→ **Task description**: Exactly as written, please set down all of the entries again, with no pictures.
** BEGIN Given data **
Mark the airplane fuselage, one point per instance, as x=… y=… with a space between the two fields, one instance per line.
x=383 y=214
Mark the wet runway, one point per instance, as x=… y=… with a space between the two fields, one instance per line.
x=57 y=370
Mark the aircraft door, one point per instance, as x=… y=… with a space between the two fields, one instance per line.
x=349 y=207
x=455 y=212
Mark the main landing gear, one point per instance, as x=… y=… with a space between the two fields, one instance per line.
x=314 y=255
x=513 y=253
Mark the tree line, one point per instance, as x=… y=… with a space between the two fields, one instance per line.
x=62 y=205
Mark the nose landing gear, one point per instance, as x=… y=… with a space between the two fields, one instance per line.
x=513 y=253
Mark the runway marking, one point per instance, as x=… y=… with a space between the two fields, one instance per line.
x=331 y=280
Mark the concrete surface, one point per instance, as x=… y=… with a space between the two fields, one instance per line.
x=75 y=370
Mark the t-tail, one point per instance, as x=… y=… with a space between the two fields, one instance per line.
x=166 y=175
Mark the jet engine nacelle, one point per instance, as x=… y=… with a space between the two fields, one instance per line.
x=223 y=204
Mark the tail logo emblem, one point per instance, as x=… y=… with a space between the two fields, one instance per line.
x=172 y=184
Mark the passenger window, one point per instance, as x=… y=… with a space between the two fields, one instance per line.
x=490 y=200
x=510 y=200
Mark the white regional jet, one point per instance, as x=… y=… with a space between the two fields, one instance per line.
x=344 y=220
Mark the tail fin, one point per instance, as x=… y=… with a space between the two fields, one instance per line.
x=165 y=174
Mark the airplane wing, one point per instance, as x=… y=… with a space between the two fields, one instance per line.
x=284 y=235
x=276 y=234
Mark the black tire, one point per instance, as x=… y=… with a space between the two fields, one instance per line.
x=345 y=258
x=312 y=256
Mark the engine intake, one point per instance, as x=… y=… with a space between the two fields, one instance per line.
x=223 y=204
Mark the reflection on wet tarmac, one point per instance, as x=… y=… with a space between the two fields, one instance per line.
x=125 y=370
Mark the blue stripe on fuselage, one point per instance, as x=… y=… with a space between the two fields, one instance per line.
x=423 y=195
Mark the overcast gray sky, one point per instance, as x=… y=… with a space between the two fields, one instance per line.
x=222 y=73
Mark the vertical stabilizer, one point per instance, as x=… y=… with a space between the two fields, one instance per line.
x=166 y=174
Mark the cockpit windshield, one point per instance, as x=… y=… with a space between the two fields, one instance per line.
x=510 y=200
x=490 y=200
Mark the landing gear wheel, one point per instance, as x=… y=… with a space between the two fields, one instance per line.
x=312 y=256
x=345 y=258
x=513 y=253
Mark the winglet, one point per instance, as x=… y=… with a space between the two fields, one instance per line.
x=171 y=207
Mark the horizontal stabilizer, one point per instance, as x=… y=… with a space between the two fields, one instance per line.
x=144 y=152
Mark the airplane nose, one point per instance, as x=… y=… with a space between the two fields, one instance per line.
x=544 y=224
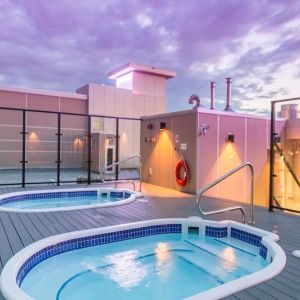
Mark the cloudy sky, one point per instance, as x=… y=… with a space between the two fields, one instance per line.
x=63 y=44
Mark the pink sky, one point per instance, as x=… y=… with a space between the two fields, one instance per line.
x=61 y=45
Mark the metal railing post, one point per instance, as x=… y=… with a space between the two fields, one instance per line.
x=240 y=208
x=272 y=158
x=23 y=161
x=58 y=161
x=89 y=140
x=115 y=164
x=117 y=148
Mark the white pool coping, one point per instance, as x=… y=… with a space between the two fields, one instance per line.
x=276 y=255
x=132 y=198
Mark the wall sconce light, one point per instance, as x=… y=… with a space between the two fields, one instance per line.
x=162 y=125
x=277 y=139
x=203 y=129
x=229 y=138
x=150 y=126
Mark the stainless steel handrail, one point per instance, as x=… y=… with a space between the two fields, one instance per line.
x=218 y=180
x=120 y=162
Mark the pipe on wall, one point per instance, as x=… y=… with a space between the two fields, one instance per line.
x=228 y=95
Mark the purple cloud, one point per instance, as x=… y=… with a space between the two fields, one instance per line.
x=64 y=44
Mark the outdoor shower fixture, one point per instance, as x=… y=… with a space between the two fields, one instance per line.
x=195 y=98
x=228 y=95
x=203 y=129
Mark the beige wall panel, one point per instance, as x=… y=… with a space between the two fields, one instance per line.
x=10 y=145
x=10 y=133
x=109 y=101
x=139 y=105
x=73 y=105
x=159 y=87
x=230 y=156
x=10 y=117
x=257 y=154
x=10 y=160
x=40 y=119
x=42 y=102
x=160 y=105
x=208 y=152
x=12 y=99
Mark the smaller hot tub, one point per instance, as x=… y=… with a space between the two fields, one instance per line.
x=65 y=199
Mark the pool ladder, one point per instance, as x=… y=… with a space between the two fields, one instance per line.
x=232 y=208
x=126 y=180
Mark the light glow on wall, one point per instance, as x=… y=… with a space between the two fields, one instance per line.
x=33 y=137
x=77 y=144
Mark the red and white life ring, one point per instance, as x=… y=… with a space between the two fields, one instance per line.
x=182 y=181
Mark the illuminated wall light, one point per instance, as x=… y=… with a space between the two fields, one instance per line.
x=33 y=137
x=229 y=138
x=162 y=126
x=150 y=126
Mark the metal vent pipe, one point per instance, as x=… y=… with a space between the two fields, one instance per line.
x=212 y=94
x=228 y=95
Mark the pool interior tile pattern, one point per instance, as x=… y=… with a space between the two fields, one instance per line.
x=55 y=195
x=122 y=235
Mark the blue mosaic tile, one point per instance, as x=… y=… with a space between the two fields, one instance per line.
x=114 y=195
x=48 y=195
x=93 y=240
x=247 y=237
x=216 y=231
x=127 y=195
x=263 y=251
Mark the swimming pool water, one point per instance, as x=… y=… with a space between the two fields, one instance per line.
** END Given data **
→ **Answer to the exercise**:
Mark the airplane fuselage, one point per instance, as x=… y=… with a space between the two fields, one instance per line.
x=383 y=214
Mark the wet runway, one point per instance, as x=… y=… with a space between the two fields, one instance per line.
x=57 y=370
Mark the aircraft door, one point per instance, as x=… y=… with a space between the two fields, one instance per line.
x=349 y=207
x=455 y=212
Mark the main landing gear, one point per instance, as x=… y=… with a space between the two fields, one instance per line.
x=314 y=255
x=513 y=253
Mark the tree line, one point per instance, as x=… y=… with a space between the two fields, one instance per line.
x=62 y=205
Mark the nose landing gear, one point per instance, as x=… y=… with a space between the two fields, one instance per line.
x=513 y=253
Mark the runway marking, one point per instance, as x=… y=… with a space between the two fields, one instance per line.
x=331 y=280
Mark the concrete surface, one point per instance, as x=… y=… with a space between the two fields, one instance per line.
x=75 y=370
Mark the t-tail, one point per instance, as x=… y=… with a space between the two fields, one instance per line.
x=166 y=175
Mark the jet engine nacelle, one point per instance, as x=… y=… with a space between the two fields, one instance per line.
x=223 y=204
Mark the tail logo emblem, one point per instance, as x=… y=… with a space between the two fields, one instance per line.
x=172 y=184
Mark the passenger window, one point per instance, as x=… y=… with a space between the two fields, one instance per line.
x=490 y=200
x=510 y=200
Mark the white regional jet, one point per instance, as x=… y=… with a space between the two fields, one instance per line.
x=344 y=220
Mark the tail fin, one point per instance, as x=… y=… with a space between the two fields, one instance per line.
x=165 y=174
Mark the airplane wing, one point per instance, as x=… y=… with a space between the two fields, one instance per line.
x=284 y=235
x=276 y=234
Mark the black tire, one point per instance, as x=… y=… with a space between the two fields, one instance per line.
x=345 y=258
x=312 y=256
Mark the engine intake, one point per instance, as x=… y=… with a space between the two fields, one instance per line.
x=223 y=204
Mark the reflection on wet tarmac, one point per instance, as x=… y=… with a space between the two fields, one instance per line.
x=125 y=370
Mark the blue stripe on fuselage, one point per instance, as x=… y=… with a space between the two fields, one instance per line.
x=423 y=195
Mark the overcast gray sky, one point per instance, as x=… y=… with a space between the two fields, one instance per line.
x=222 y=73
Mark the vertical stabilizer, one point per instance, as x=… y=… with a space between the two fields, one instance per line.
x=166 y=174
Mark the cockpit windshield, one point per instance, as x=… y=… with a space between the two fields, one instance per line.
x=510 y=200
x=490 y=200
Mark the landing gear wheel, one point per instance, as x=… y=… with a space between the two fields, one instance per line.
x=312 y=256
x=345 y=258
x=513 y=253
Mark the winglet, one point per instance, as x=… y=… with a space between the two fields, one instance per line.
x=171 y=207
Mark the horizontal stabilizer, one point per instance, as x=… y=… with a space between the two fields, one instance per line.
x=144 y=152
Mark the airplane nose, one point per instance, as x=… y=… with a space between the two fields, one instance per line.
x=544 y=224
Mark the cloudy sky, one point per instance, as x=… y=… with a space between the two fields, one instance per line.
x=63 y=44
Mark the pink sky, one point per instance, as x=… y=… with a space between the two fields, one instance per line.
x=61 y=45
Mark the metal railing post, one point per instance, as x=… y=… with a space between the two fields, one instance per line.
x=240 y=208
x=272 y=158
x=23 y=161
x=58 y=161
x=89 y=140
x=115 y=164
x=117 y=148
Mark the white pool coping, one point per instance, as x=… y=… with a space between the two fields, one instance per line.
x=276 y=255
x=132 y=198
Mark the wall sconce light, one point per instance, as x=… y=… with a space between the two fields, one instance per line.
x=162 y=125
x=277 y=139
x=203 y=129
x=229 y=138
x=150 y=126
Mark the stainless steel handrail, one point per instance, as x=… y=… with a space between the two fields, one instance per line.
x=218 y=180
x=120 y=162
Mark the pipe on wall, one point per instance, as x=… y=… with a space between the two fields, one instance per line.
x=228 y=95
Mark the purple cloud, one point per instance, as x=… y=… with a space between the two fields, one instance per line.
x=64 y=44
Mark the outdoor shower fixture, one point per instance, as x=… y=… with a space between the two fields, one instance per line.
x=195 y=98
x=228 y=95
x=203 y=129
Mark the beige wall panel, one point per instance, as x=… y=… with a space between the two fields, one instance per line.
x=10 y=145
x=10 y=133
x=109 y=101
x=139 y=105
x=73 y=105
x=159 y=87
x=230 y=156
x=10 y=117
x=257 y=154
x=10 y=160
x=40 y=119
x=42 y=102
x=160 y=105
x=208 y=152
x=12 y=99
Mark the smaller hot tub, one point per instance, as x=… y=… with a space between the two fields, one instance per line.
x=65 y=199
Mark the pool ladder, one point per instance, as x=… y=… with a space between the two fields, one instance per line.
x=232 y=208
x=126 y=180
Mark the light glow on wall, one point per instance, as x=… y=… with a space between the two fields, one instance per line.
x=33 y=137
x=77 y=144
Mark the red and white life ring, one point per instance, as x=… y=… with a space between the two fields, one instance per line.
x=182 y=181
Mark the illuminated wall light, one point per instance, as x=… y=… with a space between the two fields, one instance per line.
x=33 y=137
x=229 y=138
x=162 y=126
x=150 y=126
Mark the metal vent pipe, one point per instance, as x=… y=… with a space between the two fields, one instance per line.
x=212 y=94
x=228 y=95
Mark the pool interior tile pattern, one point per instance, as x=… y=… with a space between the two fields, one instance per line.
x=55 y=195
x=122 y=235
Mark the blue mosaic tile, one point per instance, as x=… y=… with a space between the two fields, one instance per line.
x=114 y=195
x=48 y=195
x=93 y=240
x=247 y=237
x=216 y=231
x=127 y=195
x=263 y=251
Mark the swimming pool water, one point per instance, as x=… y=… with a space between the two fields, one instance per line.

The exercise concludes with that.